*Tugas Latihan:*
a) Dari bacaan tentang lapangan kerja global, sebutkan semua hal yang disebut memukul pertumbuhan lapangan kerja global sehingga diperkirakan melambat tahun ini.
b) Lanjutkan bacaan tentang perlambatan lapangan kerja global, mulai setelah kalimat terakhirnya.

*Bacaan yang Diberikan:*
Pertumbuhan lapangan kerja global diperkirakan akan melambat tajam menjadi 1 persen tahun ini dibandingkan dengan 2 persen pada 2022, terpukul oleh dampak ekonomi dari perang di Ukraina, inflasi tinggi dan kebijakan moneter yang lebih ketat.
Jakarta (Indonesia Window) – Pertumbuhan lapangan kerja global diperkirakan akan melambat tajam menjadi 1 persen tahun ini dibandingkan dengan 2 persen pada 2022, karena terpukul oleh dampak ekonomi dari perang di Ukraina, inflasi tinggi dan kebijakan moneter yang lebih ketat, menurut Organisasi Perburuhan Internasional (The International Labour Organization/ILO) pada Senin (16/1).
Pada saat yang sama, jumlah pengangguran di dunia diperkirakan akan meningkat sebesar 3 juta menjadi 208 juta pada tahun 2023, sementara inflasi akan menggerogoti upah riil, kata ILO dalam sebuah laporan tentang tren global.
Kelangkaan pekerjaan baru akan melanda dunia pada saat banyak negara masih belum pulih dari guncangan ekonomi akibat pandemik global, sementara virus corona kembali menyerang China setelah Beijing mencabut pembatasan penguncian yang ketat.
“Perlambatan pertumbuhan lapangan kerja global berarti kami tidak memperkirakan kerugian yang terjadi selama krisis COVID-19 akan pulih sebelum tahun 2025,” kata Richard Samans, Direktur Departemen Riset ILO dan koordinator laporan yang baru diterbitkan itu.

*Data yang Ditampilkan:*
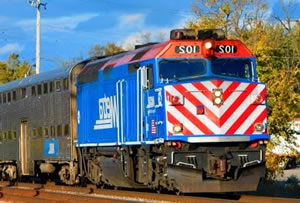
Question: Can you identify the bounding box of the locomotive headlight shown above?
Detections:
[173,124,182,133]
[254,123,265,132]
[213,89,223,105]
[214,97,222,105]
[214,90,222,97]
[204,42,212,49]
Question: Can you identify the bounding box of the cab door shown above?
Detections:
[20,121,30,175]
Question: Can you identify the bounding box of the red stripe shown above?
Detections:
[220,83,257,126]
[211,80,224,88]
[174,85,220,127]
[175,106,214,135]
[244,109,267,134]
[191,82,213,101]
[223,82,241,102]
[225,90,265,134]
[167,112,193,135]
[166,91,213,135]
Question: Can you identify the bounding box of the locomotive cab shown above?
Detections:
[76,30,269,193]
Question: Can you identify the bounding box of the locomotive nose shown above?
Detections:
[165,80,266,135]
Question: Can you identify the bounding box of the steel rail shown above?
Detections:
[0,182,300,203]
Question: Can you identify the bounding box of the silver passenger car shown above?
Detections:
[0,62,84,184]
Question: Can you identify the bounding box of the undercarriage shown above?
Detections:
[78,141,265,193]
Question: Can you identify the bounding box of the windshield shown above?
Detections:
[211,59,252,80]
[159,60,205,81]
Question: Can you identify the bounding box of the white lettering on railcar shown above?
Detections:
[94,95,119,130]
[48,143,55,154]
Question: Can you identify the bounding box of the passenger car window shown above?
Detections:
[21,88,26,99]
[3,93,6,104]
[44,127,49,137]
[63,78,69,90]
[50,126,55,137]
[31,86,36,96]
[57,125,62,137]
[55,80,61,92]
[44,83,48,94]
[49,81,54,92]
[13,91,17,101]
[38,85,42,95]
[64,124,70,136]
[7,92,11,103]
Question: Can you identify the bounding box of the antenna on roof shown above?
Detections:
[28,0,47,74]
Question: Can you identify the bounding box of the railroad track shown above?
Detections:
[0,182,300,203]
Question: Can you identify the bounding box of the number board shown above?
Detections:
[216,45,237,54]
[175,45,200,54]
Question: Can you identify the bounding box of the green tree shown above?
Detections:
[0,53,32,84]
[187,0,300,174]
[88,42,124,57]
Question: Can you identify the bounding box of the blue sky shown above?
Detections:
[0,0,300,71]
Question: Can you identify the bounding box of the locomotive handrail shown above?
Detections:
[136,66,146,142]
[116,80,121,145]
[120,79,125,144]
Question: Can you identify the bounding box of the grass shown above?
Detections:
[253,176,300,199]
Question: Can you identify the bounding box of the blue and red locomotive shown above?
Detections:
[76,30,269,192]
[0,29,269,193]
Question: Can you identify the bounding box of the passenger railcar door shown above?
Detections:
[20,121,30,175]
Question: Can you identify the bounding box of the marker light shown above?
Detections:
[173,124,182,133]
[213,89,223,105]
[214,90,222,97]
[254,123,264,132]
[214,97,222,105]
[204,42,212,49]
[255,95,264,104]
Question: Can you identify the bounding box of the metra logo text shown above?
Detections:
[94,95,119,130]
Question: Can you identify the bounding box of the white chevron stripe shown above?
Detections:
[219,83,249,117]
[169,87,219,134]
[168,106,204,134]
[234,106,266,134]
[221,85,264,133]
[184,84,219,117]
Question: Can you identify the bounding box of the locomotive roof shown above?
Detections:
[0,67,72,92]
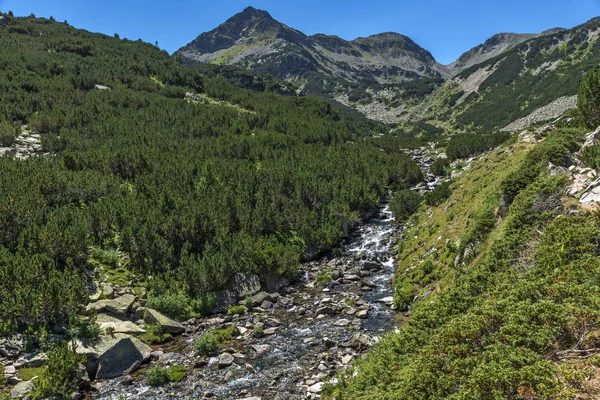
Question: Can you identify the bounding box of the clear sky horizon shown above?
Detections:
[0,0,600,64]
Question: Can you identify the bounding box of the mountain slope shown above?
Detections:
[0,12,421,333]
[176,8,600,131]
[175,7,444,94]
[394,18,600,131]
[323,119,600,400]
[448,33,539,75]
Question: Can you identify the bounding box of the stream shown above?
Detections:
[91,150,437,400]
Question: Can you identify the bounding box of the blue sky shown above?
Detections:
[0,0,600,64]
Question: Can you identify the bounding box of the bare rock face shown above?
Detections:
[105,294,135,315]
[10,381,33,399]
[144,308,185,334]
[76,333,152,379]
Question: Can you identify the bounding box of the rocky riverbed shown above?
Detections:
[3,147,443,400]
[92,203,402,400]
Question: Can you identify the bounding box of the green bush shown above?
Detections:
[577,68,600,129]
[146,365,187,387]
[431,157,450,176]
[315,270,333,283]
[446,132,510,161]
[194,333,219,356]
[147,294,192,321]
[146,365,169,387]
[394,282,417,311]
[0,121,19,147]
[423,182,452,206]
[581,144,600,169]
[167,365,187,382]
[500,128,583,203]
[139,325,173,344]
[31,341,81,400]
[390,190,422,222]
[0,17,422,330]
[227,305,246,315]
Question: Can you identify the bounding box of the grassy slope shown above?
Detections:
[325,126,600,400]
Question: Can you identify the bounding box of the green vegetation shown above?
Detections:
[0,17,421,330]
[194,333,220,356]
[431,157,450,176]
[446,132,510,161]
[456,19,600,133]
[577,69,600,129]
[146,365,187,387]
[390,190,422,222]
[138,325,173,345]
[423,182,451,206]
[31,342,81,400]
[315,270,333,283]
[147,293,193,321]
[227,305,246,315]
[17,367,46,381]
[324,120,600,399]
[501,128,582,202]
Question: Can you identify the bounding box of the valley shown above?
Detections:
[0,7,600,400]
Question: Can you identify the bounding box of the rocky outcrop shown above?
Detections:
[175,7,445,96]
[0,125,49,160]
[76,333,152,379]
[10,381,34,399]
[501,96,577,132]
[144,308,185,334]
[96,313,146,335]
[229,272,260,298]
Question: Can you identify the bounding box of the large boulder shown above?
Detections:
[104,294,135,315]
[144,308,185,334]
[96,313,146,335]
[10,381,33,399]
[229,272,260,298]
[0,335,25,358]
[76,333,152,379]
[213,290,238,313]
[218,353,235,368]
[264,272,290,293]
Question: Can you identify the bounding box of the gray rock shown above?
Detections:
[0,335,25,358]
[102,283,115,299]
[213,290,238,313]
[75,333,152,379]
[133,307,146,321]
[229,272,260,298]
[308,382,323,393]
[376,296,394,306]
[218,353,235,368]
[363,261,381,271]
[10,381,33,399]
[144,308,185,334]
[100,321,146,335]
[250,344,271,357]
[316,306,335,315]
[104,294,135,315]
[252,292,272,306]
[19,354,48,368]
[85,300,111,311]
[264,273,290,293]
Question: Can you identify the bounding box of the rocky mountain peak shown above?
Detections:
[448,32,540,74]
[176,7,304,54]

*Jawaban Tiap Tugas:*
a)
- Dampak ekonomi dari perang di Ukraina
- Inflasi tinggi
- Kebijakan moneter yang lebih ketat

b)
Kemajuan dalam mengurangi jumlah pekerjaan informal di dunia juga kemungkinan akan berbalik arah di tahun-tahun mendatang, kata ILO.
Perkiraan pekerjaan global lebih rendah dari perkiraan ILO sebelumnya yaitu pertumbuhan 1,5 persen untuk tahun 2023.
“Perlambatan saat ini berarti banyak pekerja harus menerima pekerjaan dengan kualitas lebih rendah, seringkali dengan upah yang sangat rendah, terkadang dengan jam kerja yang tidak mencukupi,” kata ILO. “Selain itu, karena harga naik lebih cepat daripada pendapatan nominal tenaga kerja, krisis biaya hidup berisiko mendorong lebih banyak orang ke dalam kemiskinan.”
Situasi dapat semakin memburuk jika ekonomi global melambat, tambah ILO.